_STATED GOAL 1:_ Using the judgment excerpt, decide whether each statement agrees with it: (a) The plaintiff took a loan facility of 10 million shillings. (b) The defendant called two witnesses. (c) The notice purported to raise interest from 16% to 21%. For each, answer yes or no and quote the words of the excerpt that decide it.

------------------------------------

2.The Defendant entered appearance and filed a defence denying the plaintiff’s claim.
3. The plaintiff called one witness (PW1) who said he took a loan facility of 10 million shillings under a loan agreement duly executed by the plaintiff and defendant dated 31/3/2010 which he faithfully repaid by monthly installments of Kshs 243,181.00.
4. The plaintiff said on 9/5/2021, he released a letter dated 1/3/2012 stating he had been served with a notice purporting to increase interest from 16% to 19%.
5. The Plaintiff said in June 2012 he was served with a notice to clear the outstanding amount.
6. In 2013, the plaintiff said he wrote to the defendant seeking modalities of liquidating the alleged outstanding amount but the defendant rejected the proposal and the plaintiff filed this suit.
7. The Defendant called one witness; DW1 (ZEPHANIAH RONO) who said that the plaintiff used to service the facility regularly for about 8 months after which the plaintiff started defaulting. The witness asked the court allow the Defendant to exercise its powers of sale.
8. The parties filed written submissions which are as outlined below.
9. The plaintiff submitted that the unilateral increment of interest rates from 16% to 19% was in violation of statutory provisions particularly section 84 of the Land Act and section 44 of the Banking Act.
10. The plaintiff also submitted he was fully aware of the import of clause 1 of the charge document which gave unfeterred discretion to the defendant to vary interest rates without notifying the chargor, however, that discretion was not absolute. The discretion ought to be exercised fairly as between the parties to the contract and not arbitrarily, capriciously or unreasonably.
11. The plaintiff relied on the following cases John Gatu Nderitu vs. Kenya Commercial Bank Ltd (2011) eKLR; Givan Okallo Ingari vs. Housing Finance Co. (K) Ltd. Nairobi HCCC No. 79 of 2007  2 KLR; Francis Joseph Kamau Ichatha vs. Housing Finance Company of Kenya  eKLR in support of his position that the purported increase was unlawful and/or illegal.
12. The plaintiff submitted that he had satisfied the requirements for issuance of an order of injunction namely that he had a prima facie case, would suffer irreparable injury if the injunction was not granted and on a balance of convenience he stood to suffer greatly if not more than the defendant if the injunction was not granted and his properties were auctioned. He relied on the cases of Geilla vs. Cassman Brown (1973) EA 358; Mrao Ltd vs. First American Bank of Kenya Ltd (2003) eKLR; Pius Kipchirchir Kogo vs. Frank Kimeli Tenai (2018) eKLR;
13. The plaintiff further submitted that the defendants had not valued the properties before exercising the statutory power of sale, failure to value the suit properties and the variation of interest contrary to the provisions of law would clog and fetter on the equity of redemption. The plaintiff sought that the court should order readjustment and fresh calculation of interest.

------------------------------------

_STATED GOAL 2:_ Print the lines of the records without any change, starting with the line that contains "of the white" and continuing through the last line of the records. Omit the pictures.

------------------------------------

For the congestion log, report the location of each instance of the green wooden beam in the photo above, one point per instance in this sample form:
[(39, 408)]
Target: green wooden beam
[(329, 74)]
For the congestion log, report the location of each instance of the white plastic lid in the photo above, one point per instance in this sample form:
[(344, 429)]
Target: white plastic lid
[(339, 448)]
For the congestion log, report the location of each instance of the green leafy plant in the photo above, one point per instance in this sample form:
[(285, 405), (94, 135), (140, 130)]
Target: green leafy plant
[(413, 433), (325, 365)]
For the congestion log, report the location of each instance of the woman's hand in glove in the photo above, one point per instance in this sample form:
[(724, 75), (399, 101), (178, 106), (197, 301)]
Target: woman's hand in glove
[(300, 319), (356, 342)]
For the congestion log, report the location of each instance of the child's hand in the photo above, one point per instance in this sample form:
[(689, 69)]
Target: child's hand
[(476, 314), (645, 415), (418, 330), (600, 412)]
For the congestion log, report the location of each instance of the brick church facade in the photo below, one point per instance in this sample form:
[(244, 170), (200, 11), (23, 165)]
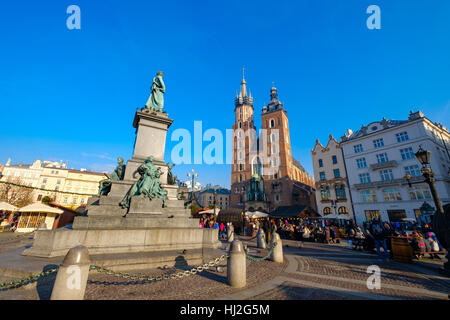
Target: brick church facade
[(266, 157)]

------------------------------------

_EXPECTED OUTPUT 1:_
(a) Yes: "he took a loan facility of 10 million shillings"
(b) No: "The Defendant called one witness"
(c) No: "purporting to increase interest from 16% to 19%"

_EXPECTED OUTPUT 2:_
For the congestion log, report the location of each instance of the white plastic lid in the photo above, one point per instance in this sample form:
[(344, 429)]
Target: white plastic lid
[(339, 448)]
For the congestion log, report the location of each instance of the green leafy plant in the photo above, one point per instance in this sample form:
[(285, 405), (94, 135), (140, 130)]
Target: green leafy plant
[(413, 433), (325, 365)]
For the congestion log, report the location of each instance of the woman's hand in glove in the photo above, one point per instance in this sample form:
[(724, 75), (399, 101), (178, 106), (197, 301)]
Target: woman's hand in glove
[(300, 319), (356, 342)]
For the congestion log, report the location of each instance of the child's hand in the photo above, one point per instance in this sample form:
[(689, 69)]
Target: child's hand
[(476, 314), (645, 415), (418, 330), (600, 412)]
For the congestion log, report the location of each instance of the brick church facade in the photo below, one point per instance in this sample form:
[(244, 170), (200, 11), (23, 165)]
Target: brick church facade
[(266, 157)]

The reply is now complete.